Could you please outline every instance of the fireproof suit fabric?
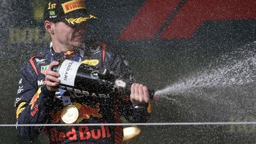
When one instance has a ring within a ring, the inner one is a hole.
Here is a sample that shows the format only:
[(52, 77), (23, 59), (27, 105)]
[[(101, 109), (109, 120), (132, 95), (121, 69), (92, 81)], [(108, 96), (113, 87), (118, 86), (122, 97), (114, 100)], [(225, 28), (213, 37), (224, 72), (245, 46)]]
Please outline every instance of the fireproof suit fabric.
[[(107, 47), (107, 48), (106, 48)], [(134, 81), (124, 57), (104, 43), (86, 43), (81, 51), (72, 54), (56, 53), (52, 48), (46, 48), (26, 62), (20, 70), (19, 89), (16, 99), (18, 124), (58, 124), (62, 123), (61, 110), (64, 108), (59, 92), (47, 90), (45, 84), (45, 70), (52, 58), (71, 59), (81, 57), (87, 64), (113, 70), (130, 83)], [(116, 93), (89, 93), (71, 89), (67, 94), (79, 111), (76, 123), (115, 123), (121, 122), (121, 114), (131, 122), (145, 122), (150, 114), (147, 105), (135, 108), (129, 96)], [(19, 126), (20, 138), (34, 140), (43, 130), (50, 143), (79, 142), (85, 141), (100, 143), (119, 143), (123, 140), (120, 126)]]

* DIRECTIVE
Turn every line of the items above into a numbered list, skipping blank lines and leaving out the picture lines.

* REPLY
1. Could you please outline every instance of the fireproof suit fabric?
2. When one instance has a ring within a ring, the inner one is a hole.
3. Here is a sample that shows the format only:
4. [(52, 77), (23, 59), (27, 105)]
5. [[(101, 109), (109, 120), (132, 95), (121, 69), (92, 81)], [(108, 96), (113, 87), (118, 86), (122, 97), (114, 100)], [(225, 28), (213, 37), (224, 72), (245, 46)]]
6. Please outline every instance of the fireproof suit fabric.
7. [[(107, 47), (107, 48), (106, 48)], [(134, 81), (124, 57), (104, 43), (86, 43), (81, 51), (72, 54), (56, 53), (52, 48), (46, 48), (26, 62), (20, 70), (19, 89), (16, 99), (18, 124), (58, 124), (62, 123), (61, 110), (64, 108), (59, 92), (47, 90), (45, 84), (45, 70), (52, 58), (71, 59), (81, 57), (87, 64), (113, 70), (130, 83)], [(116, 93), (89, 93), (71, 89), (67, 94), (79, 111), (76, 123), (115, 123), (121, 122), (121, 114), (131, 122), (145, 122), (150, 114), (147, 105), (135, 108), (129, 96)], [(19, 126), (20, 138), (34, 140), (43, 130), (50, 143), (79, 142), (85, 141), (100, 143), (119, 143), (123, 140), (120, 126)]]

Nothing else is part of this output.